It takes some hubris to name a new project the Dark Energy Spectroscopic Instrument (DESI). After all, dark energy is completely invisible – it gives off no light to be collected and analysed with a spectrograph. In fact, it’s never been seen at all – it has evaded every attempt we’ve made to image or capture it with even our most advanced telescopes and detector experiments.
As far as we can tell, dark energy is something that is indiscernible, perfectly uniform throughout space and has no interaction at all with matter or light. Its only function, through some as-yet-undetermined mechanism, is to make space expand ever faster.
So how is it, then, that DESI’s just-announced first data release is, as promised, shaking up our understanding of dark energy?
There are only a few observational handles we can get on something as frustratingly elusive as dark energy. Since all dark energy does is stretch space-time, testing different theories of dark energy’s nature involves learning how that stretching has occurred across cosmic time.
One method is charting the expansion history of the Universe; a related method is to look at how quickly matter built up into galaxies and clusters at different points in our cosmic past.
Measuring the expansion rate generally relies on creating extremely precise 3D maps of matter in the cosmos; charting out lots of distant galaxies, quasars (the bright emission from the vicinity of supermassive black holes) or intergalactic gas, and information about the motion of each object.

=== GIVEN DATA ===

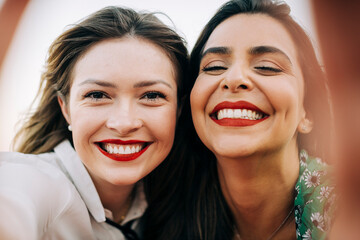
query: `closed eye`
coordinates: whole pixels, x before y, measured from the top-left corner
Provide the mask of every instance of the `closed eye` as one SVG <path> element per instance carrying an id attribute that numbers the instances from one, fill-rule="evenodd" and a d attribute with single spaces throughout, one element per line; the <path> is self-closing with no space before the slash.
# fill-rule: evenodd
<path id="1" fill-rule="evenodd" d="M 202 70 L 204 72 L 210 72 L 210 71 L 219 71 L 219 70 L 226 70 L 226 67 L 223 66 L 210 66 L 210 67 L 204 67 Z"/>
<path id="2" fill-rule="evenodd" d="M 145 99 L 147 101 L 157 101 L 160 99 L 166 99 L 165 94 L 157 91 L 146 92 L 142 95 L 141 99 Z"/>
<path id="3" fill-rule="evenodd" d="M 109 96 L 106 93 L 101 92 L 101 91 L 93 91 L 93 92 L 89 92 L 89 93 L 85 94 L 84 98 L 90 98 L 92 100 L 97 101 L 102 98 L 109 98 Z"/>
<path id="4" fill-rule="evenodd" d="M 259 67 L 255 67 L 255 69 L 261 70 L 261 71 L 275 72 L 275 73 L 282 72 L 282 70 L 280 68 L 267 67 L 267 66 L 259 66 Z"/>

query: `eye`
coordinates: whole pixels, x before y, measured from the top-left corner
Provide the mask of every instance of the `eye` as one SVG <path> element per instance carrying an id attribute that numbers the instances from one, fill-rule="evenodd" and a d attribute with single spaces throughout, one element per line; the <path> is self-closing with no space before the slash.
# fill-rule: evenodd
<path id="1" fill-rule="evenodd" d="M 99 100 L 102 98 L 109 98 L 108 95 L 106 95 L 104 92 L 101 91 L 93 91 L 85 94 L 84 98 L 90 98 L 92 100 Z"/>
<path id="2" fill-rule="evenodd" d="M 141 99 L 145 99 L 147 101 L 157 101 L 160 99 L 165 99 L 166 96 L 161 93 L 161 92 L 157 92 L 157 91 L 151 91 L 151 92 L 146 92 Z"/>
<path id="3" fill-rule="evenodd" d="M 228 68 L 224 65 L 223 61 L 213 61 L 206 64 L 201 70 L 202 72 L 210 75 L 220 75 Z"/>
<path id="4" fill-rule="evenodd" d="M 265 72 L 274 72 L 274 73 L 282 72 L 282 70 L 280 68 L 268 67 L 268 66 L 258 66 L 258 67 L 255 67 L 255 69 L 265 71 Z"/>
<path id="5" fill-rule="evenodd" d="M 204 72 L 211 72 L 211 71 L 220 71 L 220 70 L 226 70 L 226 67 L 223 66 L 209 66 L 209 67 L 204 67 L 202 70 Z"/>

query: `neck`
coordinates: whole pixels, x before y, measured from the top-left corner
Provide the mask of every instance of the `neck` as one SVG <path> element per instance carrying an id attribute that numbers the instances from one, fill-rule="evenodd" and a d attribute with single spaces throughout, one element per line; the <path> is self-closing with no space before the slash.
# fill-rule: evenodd
<path id="1" fill-rule="evenodd" d="M 241 238 L 269 238 L 294 206 L 294 187 L 299 176 L 297 148 L 241 159 L 217 159 L 220 185 Z M 290 227 L 290 236 L 295 236 L 294 225 Z M 279 230 L 277 238 L 286 234 L 282 232 Z"/>
<path id="2" fill-rule="evenodd" d="M 99 181 L 94 181 L 94 184 L 102 205 L 112 212 L 113 221 L 121 222 L 131 206 L 135 184 L 118 186 Z"/>

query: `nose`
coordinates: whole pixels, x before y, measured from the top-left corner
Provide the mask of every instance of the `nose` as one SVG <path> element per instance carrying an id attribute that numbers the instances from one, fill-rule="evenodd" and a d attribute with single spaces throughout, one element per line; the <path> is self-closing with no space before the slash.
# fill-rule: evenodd
<path id="1" fill-rule="evenodd" d="M 254 83 L 241 67 L 234 66 L 232 69 L 228 69 L 221 87 L 223 90 L 238 92 L 240 90 L 251 90 Z"/>
<path id="2" fill-rule="evenodd" d="M 130 107 L 117 107 L 109 113 L 106 127 L 116 131 L 120 136 L 126 136 L 143 126 L 144 122 L 138 117 L 136 110 Z"/>

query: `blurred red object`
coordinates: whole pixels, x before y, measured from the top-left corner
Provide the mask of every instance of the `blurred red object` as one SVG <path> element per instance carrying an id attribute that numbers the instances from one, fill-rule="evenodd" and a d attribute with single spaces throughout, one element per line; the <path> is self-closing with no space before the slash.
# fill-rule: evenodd
<path id="1" fill-rule="evenodd" d="M 340 195 L 331 240 L 360 236 L 360 2 L 311 1 L 334 102 Z"/>
<path id="2" fill-rule="evenodd" d="M 0 69 L 29 0 L 5 0 L 0 9 Z"/>

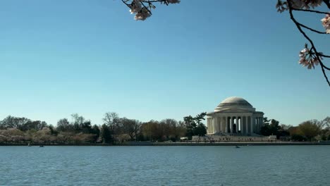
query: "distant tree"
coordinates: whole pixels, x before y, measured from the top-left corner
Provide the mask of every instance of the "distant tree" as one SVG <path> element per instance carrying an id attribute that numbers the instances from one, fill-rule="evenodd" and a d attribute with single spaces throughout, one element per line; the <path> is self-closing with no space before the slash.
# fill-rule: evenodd
<path id="1" fill-rule="evenodd" d="M 95 141 L 99 138 L 99 128 L 97 125 L 94 125 L 93 127 L 92 128 L 92 134 L 95 135 Z"/>
<path id="2" fill-rule="evenodd" d="M 153 141 L 155 139 L 161 139 L 161 134 L 159 130 L 159 123 L 157 120 L 151 120 L 148 122 L 143 123 L 140 127 L 141 132 L 145 137 L 145 139 Z"/>
<path id="3" fill-rule="evenodd" d="M 79 116 L 78 113 L 71 114 L 73 119 L 72 124 L 73 125 L 73 128 L 76 132 L 80 132 L 83 123 L 85 123 L 85 118 L 82 116 Z"/>
<path id="4" fill-rule="evenodd" d="M 197 114 L 196 117 L 191 116 L 183 118 L 187 128 L 187 136 L 191 139 L 193 135 L 204 136 L 207 133 L 205 125 L 202 123 L 205 120 L 206 112 Z"/>
<path id="5" fill-rule="evenodd" d="M 101 137 L 103 143 L 111 143 L 113 141 L 110 129 L 106 125 L 103 124 L 101 127 Z"/>
<path id="6" fill-rule="evenodd" d="M 62 132 L 73 131 L 73 125 L 72 125 L 67 118 L 60 119 L 57 122 L 57 130 Z"/>
<path id="7" fill-rule="evenodd" d="M 30 119 L 24 117 L 19 118 L 8 116 L 0 122 L 0 128 L 2 129 L 21 128 L 23 125 L 29 121 L 30 121 Z"/>
<path id="8" fill-rule="evenodd" d="M 183 121 L 187 128 L 187 136 L 191 139 L 192 136 L 195 135 L 194 129 L 197 126 L 195 118 L 191 116 L 188 116 L 183 118 Z"/>
<path id="9" fill-rule="evenodd" d="M 137 120 L 123 118 L 121 119 L 121 123 L 123 133 L 128 135 L 130 137 L 130 140 L 136 139 L 140 131 L 141 123 Z"/>
<path id="10" fill-rule="evenodd" d="M 47 123 L 45 121 L 28 120 L 25 123 L 22 123 L 20 125 L 19 125 L 18 128 L 22 131 L 33 129 L 36 130 L 40 130 L 47 126 Z"/>
<path id="11" fill-rule="evenodd" d="M 325 118 L 321 122 L 323 126 L 326 127 L 326 128 L 330 128 L 330 117 L 329 116 Z"/>
<path id="12" fill-rule="evenodd" d="M 114 135 L 116 132 L 118 132 L 120 118 L 118 113 L 115 112 L 107 112 L 104 114 L 104 117 L 102 118 L 104 124 L 108 125 L 111 130 L 111 132 Z"/>
<path id="13" fill-rule="evenodd" d="M 312 138 L 320 134 L 321 125 L 317 120 L 307 120 L 300 123 L 298 125 L 301 131 L 308 140 L 312 141 Z"/>

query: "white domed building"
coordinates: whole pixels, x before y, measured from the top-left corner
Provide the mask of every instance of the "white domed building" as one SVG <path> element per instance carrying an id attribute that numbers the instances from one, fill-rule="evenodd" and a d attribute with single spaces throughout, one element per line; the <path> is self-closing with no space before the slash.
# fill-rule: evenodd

=== EXERCISES TO COMPLETE ===
(a) Copy everything in the DESI text from "There are only" down to "across cosmic time." word for word.
(b) Continue the text about DESI and dark energy from the point where it stops.

=== EXERCISE ANSWERS ===
(a)
There are only a few observational handles we can get on something as frustratingly elusive as dark energy. Since all dark energy does is stretch space-time, testing different theories of dark energy’s nature involves learning how that stretching has occurred across cosmic time.

(b)
That’s where the spectroscopy comes in. By analysing the spectrum of the light, we can see how much it’s been stretched as the source is pulled away from us by cosmic expansion. Connecting that measured expansion rate with an exact physical distance can give us invaluable information about the evolution of our cosmos (along with some really cool maps).
DESI’s newly released modelling made a splash by hinting that dark energy might have a more complicated history than we normally assume. If these hints hold up, they could reshape our understanding not only of the Universe’s history, but also of our ultimate cosmic fate.
The concordance model of cosmology encapsulates our current best-guess working model of the Universe and its constituents. In this model, dark energy is a cosmological constant: an inherent property of space-time, uniform and unchanging, that essentially just builds a little stretchiness into every bit of space.
With dark energy as a cosmological constant, the observed density of dark energy would always remain the same over time. Unlike matter that dilutes when the space it’s in gets bigger through cosmic expansion, more space just means more cosmological constant contained in that space.
If dark energy were something dynamical, meaning its density or behaviour were changing over time, that change would show up in detailed measurements of the expansion history.
DESI and other surveys tend to report their dark energy results in terms of the so-called ‘equation of state’ parameter, written as w. If dark energy is a cosmological constant, we expect to see w = –1, exactly, for all time. If w is anything other than –1, or if it seems to be increasing or decreasing, dark energy must be something else.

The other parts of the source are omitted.